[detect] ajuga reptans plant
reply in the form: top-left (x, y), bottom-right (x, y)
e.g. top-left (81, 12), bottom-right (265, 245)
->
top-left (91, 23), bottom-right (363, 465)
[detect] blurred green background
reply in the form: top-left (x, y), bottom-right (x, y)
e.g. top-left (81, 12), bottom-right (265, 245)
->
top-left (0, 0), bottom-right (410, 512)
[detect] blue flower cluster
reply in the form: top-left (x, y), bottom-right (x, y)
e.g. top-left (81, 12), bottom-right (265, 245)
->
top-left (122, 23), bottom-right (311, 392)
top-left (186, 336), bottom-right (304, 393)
...
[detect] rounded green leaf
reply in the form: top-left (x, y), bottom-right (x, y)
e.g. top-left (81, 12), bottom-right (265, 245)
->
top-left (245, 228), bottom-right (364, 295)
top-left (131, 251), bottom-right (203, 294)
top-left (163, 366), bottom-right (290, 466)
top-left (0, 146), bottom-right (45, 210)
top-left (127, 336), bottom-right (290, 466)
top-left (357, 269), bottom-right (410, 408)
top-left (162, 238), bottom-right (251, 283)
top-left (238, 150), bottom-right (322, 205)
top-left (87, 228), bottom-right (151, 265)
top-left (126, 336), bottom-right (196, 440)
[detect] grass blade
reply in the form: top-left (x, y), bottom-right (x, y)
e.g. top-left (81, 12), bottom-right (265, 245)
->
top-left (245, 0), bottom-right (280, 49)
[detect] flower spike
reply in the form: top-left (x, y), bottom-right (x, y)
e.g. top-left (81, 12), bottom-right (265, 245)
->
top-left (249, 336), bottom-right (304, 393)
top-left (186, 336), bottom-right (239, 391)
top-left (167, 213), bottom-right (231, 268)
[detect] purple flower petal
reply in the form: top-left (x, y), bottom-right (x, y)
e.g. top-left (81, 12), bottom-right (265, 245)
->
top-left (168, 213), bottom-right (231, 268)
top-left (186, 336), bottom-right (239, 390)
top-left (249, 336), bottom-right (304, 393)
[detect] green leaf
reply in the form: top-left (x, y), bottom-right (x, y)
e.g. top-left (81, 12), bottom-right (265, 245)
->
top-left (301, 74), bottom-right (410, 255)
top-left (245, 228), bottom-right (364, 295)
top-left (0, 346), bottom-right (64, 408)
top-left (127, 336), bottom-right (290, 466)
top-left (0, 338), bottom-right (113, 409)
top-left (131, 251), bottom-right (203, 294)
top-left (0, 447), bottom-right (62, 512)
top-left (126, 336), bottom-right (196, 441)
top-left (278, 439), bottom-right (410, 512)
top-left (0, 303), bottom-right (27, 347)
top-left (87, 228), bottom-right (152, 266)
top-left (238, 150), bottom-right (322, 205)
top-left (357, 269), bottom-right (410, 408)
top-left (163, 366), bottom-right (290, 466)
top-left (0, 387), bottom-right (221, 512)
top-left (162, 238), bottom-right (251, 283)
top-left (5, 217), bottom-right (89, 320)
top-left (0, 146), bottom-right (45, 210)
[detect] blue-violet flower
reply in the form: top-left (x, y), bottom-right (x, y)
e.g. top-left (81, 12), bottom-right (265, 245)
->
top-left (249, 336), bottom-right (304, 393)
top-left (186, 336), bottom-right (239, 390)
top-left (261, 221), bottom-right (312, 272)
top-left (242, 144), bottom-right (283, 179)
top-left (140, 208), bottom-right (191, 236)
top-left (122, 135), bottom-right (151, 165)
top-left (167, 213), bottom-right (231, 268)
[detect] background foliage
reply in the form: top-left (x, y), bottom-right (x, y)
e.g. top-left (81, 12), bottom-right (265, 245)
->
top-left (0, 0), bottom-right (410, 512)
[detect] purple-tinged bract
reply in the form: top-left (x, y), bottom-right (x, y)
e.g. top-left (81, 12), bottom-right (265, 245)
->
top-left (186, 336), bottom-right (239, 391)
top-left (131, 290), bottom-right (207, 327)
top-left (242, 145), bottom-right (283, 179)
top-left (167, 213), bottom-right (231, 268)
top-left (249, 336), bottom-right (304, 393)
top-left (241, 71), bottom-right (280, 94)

◆ **GIVEN EXERCISE**
Find every line in the records above that contains the word "leaf" and copy each one.

◆ **PROBLEM SOLUTION**
[detect] rounded green leaf
[detect] green leaf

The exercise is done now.